++++ Supplied material

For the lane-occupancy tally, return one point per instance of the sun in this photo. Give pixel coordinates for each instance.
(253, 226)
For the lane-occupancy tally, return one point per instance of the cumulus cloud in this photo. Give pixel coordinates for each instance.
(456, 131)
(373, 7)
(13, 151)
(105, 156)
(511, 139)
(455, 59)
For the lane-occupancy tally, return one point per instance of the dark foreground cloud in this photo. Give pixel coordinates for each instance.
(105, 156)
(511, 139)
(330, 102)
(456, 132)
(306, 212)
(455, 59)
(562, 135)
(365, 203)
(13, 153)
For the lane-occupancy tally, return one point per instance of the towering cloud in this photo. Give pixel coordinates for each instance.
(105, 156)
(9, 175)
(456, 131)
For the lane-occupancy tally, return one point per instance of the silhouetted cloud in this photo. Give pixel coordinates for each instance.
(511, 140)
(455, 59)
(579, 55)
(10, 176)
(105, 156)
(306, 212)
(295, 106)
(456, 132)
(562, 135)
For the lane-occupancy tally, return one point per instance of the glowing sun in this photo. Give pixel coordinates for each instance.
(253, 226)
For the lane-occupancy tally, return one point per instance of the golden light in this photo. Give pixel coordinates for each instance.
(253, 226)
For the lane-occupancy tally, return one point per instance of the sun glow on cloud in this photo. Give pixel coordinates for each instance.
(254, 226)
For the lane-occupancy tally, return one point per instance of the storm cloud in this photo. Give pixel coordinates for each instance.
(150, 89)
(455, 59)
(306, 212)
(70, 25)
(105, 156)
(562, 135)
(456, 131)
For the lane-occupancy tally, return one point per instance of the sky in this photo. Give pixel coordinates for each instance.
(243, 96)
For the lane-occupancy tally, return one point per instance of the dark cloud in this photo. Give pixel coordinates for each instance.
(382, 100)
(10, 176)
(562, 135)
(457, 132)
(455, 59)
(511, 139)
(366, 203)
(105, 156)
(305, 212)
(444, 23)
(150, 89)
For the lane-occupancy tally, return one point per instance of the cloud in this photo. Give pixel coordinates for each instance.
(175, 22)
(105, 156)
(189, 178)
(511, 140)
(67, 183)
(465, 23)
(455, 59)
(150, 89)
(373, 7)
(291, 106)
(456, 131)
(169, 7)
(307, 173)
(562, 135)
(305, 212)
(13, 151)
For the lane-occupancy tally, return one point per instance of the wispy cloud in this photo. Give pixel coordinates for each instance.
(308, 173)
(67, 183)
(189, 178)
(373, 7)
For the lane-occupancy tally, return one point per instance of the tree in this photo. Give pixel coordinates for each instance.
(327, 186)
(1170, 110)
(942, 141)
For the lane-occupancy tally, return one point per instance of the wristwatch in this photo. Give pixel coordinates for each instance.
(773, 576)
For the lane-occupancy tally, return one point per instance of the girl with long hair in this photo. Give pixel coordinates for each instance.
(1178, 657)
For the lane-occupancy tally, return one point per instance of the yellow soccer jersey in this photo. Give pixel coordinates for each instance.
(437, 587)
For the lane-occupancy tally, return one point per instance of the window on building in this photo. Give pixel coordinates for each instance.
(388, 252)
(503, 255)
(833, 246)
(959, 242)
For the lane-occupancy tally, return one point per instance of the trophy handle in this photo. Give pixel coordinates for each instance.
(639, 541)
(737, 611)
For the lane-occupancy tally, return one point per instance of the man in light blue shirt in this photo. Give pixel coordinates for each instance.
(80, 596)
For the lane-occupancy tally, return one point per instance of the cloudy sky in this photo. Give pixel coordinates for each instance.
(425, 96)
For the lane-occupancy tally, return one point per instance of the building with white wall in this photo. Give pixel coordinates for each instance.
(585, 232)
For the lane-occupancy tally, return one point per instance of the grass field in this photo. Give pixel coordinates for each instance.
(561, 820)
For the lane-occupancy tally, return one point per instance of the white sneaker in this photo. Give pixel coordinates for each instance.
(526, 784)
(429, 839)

++++++++

» Assignment:
Each entry should be duplicated exactly as it was given.

» Result below:
For the lane-occupancy tally, return one point per instance of the sun in this photo. Give pixel coordinates for each instance.
(253, 226)
For the lane-occupancy tally, return one point per instance of the cumulus cloud in this photo. Give pixel coordinates for each instance.
(456, 131)
(373, 7)
(13, 151)
(105, 156)
(511, 139)
(455, 59)
For the lane-occupancy tally, return one point per instance of the dark foreground cloud in this photo. Give pixel coordinates for each instance.
(105, 156)
(511, 139)
(330, 102)
(456, 132)
(306, 212)
(455, 59)
(562, 135)
(365, 203)
(13, 153)
For the lane-occupancy tally, return one point per instance of the towering cloud in this photo. Give pixel coordinates for each instance.
(105, 156)
(9, 175)
(456, 131)
For the lane-occupancy tally, return one point per instance of the silhouetted cloud in this photo. Give pixel coordinates for each instance.
(511, 140)
(455, 59)
(579, 55)
(10, 176)
(105, 156)
(306, 212)
(295, 106)
(456, 132)
(562, 135)
For the lane-occupancy tally, return one point per instance of the glowing sun in this photo. Give pixel coordinates for each instance.
(253, 226)
For the lane-occupancy tally, return one point per instance of the golden light in this photo. Give pixel coordinates for each instance.
(253, 226)
For the lane-occupancy tally, return one point per instance of the sun glow on cloud in this photo. Give pixel coordinates for each instance.
(254, 226)
For the lane-occupancy tally, return one point per instance of the storm cloud in this photo. Give pixel coordinates for each instance.
(150, 89)
(455, 59)
(306, 212)
(70, 25)
(105, 156)
(562, 135)
(456, 131)
For the lane-occupancy tally, return one point per instance of the sky in this photo. Give pixel coordinates for each instance.
(243, 96)
For the lane-occupancy tally, return one point per instance of the dark cloud in this photo. Give pixel coordinates for each instance.
(382, 100)
(10, 176)
(562, 135)
(457, 132)
(455, 59)
(511, 139)
(366, 203)
(105, 156)
(305, 212)
(444, 23)
(150, 89)
For the lane-occupancy tally, return one point per instance of the cloud in this photo. Give pixel coordinates for each instance.
(175, 22)
(105, 156)
(189, 178)
(511, 140)
(67, 183)
(465, 23)
(455, 59)
(150, 89)
(373, 7)
(291, 106)
(456, 131)
(169, 7)
(307, 173)
(562, 135)
(305, 212)
(13, 151)
For the lane-occupancy tally, return one point per instance of the wispy cloud in this photo. Give pixel coordinates for each instance.
(308, 173)
(67, 183)
(189, 178)
(373, 7)
For the lane-occupancy tally, return one point per instance of the tree in this photo. Give pixel coordinates for each instance.
(327, 186)
(1170, 110)
(942, 141)
For the lane-occupancy tally, return one point per instance of the wristwatch in this photo. Give pixel coordinates for each instance.
(773, 576)
For the lane-occupancy tally, return one point per instance of the girl with long hair in this photo. Give pixel coordinates for each instance.
(1178, 657)
For the lane-occupancy tally, return one point per instance of the yellow soccer jersey in this photo. Give pixel coordinates for each instance.
(437, 587)
For the lane-occupancy tally, return one point per instance of the window on building in this photo. Give pixel coordinates for each instance.
(388, 252)
(503, 255)
(833, 246)
(959, 242)
For the lane-occupancy tally, return one point per instance of the trophy handle in this photo. Give pixel coordinates for each instance.
(639, 541)
(737, 611)
For the lane-occupancy tally, return one point per instance of the man in light blue shirt in this photo. Give pixel coordinates for each instance.
(80, 596)
For the lane-occupancy tally, return one point per instance of the cloudy sky in this photo. Give pixel coordinates for each instance.
(425, 96)
For the lane-occupancy tally, return one point per instance of the building with white wall in this photo. Give pixel coordinates for each instance.
(585, 232)
For the lane-occupancy tally, return one point per instance of the grass field in this photo. Give pixel coordinates for each instance.
(561, 820)
For the lane-occupancy tally, return one point per instance of the white sneaker in this photo. Give pixel coordinates for each instance.
(526, 784)
(429, 839)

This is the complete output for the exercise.